I received this question in episode 4 of the Ask Brian Boggs Show:
I’m having trouble with sticker stain on all white woods and the sap woods of cherry and walnut. Is there an easy way to prevent this or remedy it after the fact?
Yes to both. The way that we prevent it in white woods is as much as possible, try to buy the logs in the winter time, saw them as soon as possible after they’re cut, or if you have to buy one in the summer time, you want it to be sawn into lumber as soon after the tree is felled as is possible. As soon as it’s cut at the mill, you want to lean the boards up against the building or if you can’t do that, you can sticker them with stickers only at the end with no stickers contacting the surface of the boards until the surface has several days, up to a week, to dry off. Once the surface of the boards has dried off, you can put dry sticks and then sticker the lumber as usual. And that does a lot to prevent any kind of staining.

**Explore the material**
**1.** Answer these about the sticker stain text, each in a few words:
(a) In which episode of the Ask Brian Boggs Show was the question received?
(b) Besides white woods, which woods does the questioner name?
(c) How long can the board surfaces take to dry off before stickers touch them?
**2.** Please carry on the sticker stain text from its final sentence, in the same voice.

**Available data**
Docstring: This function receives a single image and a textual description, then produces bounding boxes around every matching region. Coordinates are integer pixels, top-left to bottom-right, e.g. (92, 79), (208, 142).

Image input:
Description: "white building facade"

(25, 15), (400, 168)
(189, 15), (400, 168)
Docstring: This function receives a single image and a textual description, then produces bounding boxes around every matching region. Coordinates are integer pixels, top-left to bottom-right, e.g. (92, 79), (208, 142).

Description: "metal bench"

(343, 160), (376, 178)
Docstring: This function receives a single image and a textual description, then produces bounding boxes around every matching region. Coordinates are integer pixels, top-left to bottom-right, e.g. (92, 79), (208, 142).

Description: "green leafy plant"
* * *
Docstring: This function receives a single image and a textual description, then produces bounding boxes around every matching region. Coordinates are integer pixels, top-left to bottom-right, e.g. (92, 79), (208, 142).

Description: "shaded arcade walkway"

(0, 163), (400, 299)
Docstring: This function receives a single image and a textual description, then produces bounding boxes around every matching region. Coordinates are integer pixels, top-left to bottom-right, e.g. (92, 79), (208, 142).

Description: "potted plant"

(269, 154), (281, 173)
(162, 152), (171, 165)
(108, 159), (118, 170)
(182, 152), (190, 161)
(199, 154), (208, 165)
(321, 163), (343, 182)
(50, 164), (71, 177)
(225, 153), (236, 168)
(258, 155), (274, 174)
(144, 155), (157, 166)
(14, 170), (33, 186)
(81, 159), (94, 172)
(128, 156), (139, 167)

**Response list**
**1.**
(a) Episode 4
(b) The sap woods of cherry and walnut
(c) Several days, up to a week

**2.**
After the fact, while we try as much as possible to buy all of our wood in log form so that we can control issues like this, there are times when we have to buy wood because our wood’s not ready yet or we don’t have any and we’ll buy maple or ash and it’ll have sticker stain. We have had pretty good luck with all of the white woods, not so much poplar, but ash and maple, we’ve had good luck using a part A and part B stain. This is hydrogen peroxide and sodium hydroxide. They’re really nasty chemicals. I don’t like using things like that, I much prefer to prevent this. But given sticker stain, and this is an enzymatic stain, it’s very often not, it can become actually a fungal infestation, but initially, the stain is an enzymatic stain. It’s a chemical change that can be, aesthetically at least, reversed with the hydrogen peroxide and sodium hydroxide two-part bleach. You’ll want to read the instructions carefully on that and I know our local [inaudible 00:18:21] hardware carries it. I don’t know who will carry it in your area, but just Google it or ask around for a part A part B bleach with those chemicals and read all the precautions. This is nasty stuff and once you read the precautions, you’ll start working on the prevention end of this so you don’t have to deal with these chemicals.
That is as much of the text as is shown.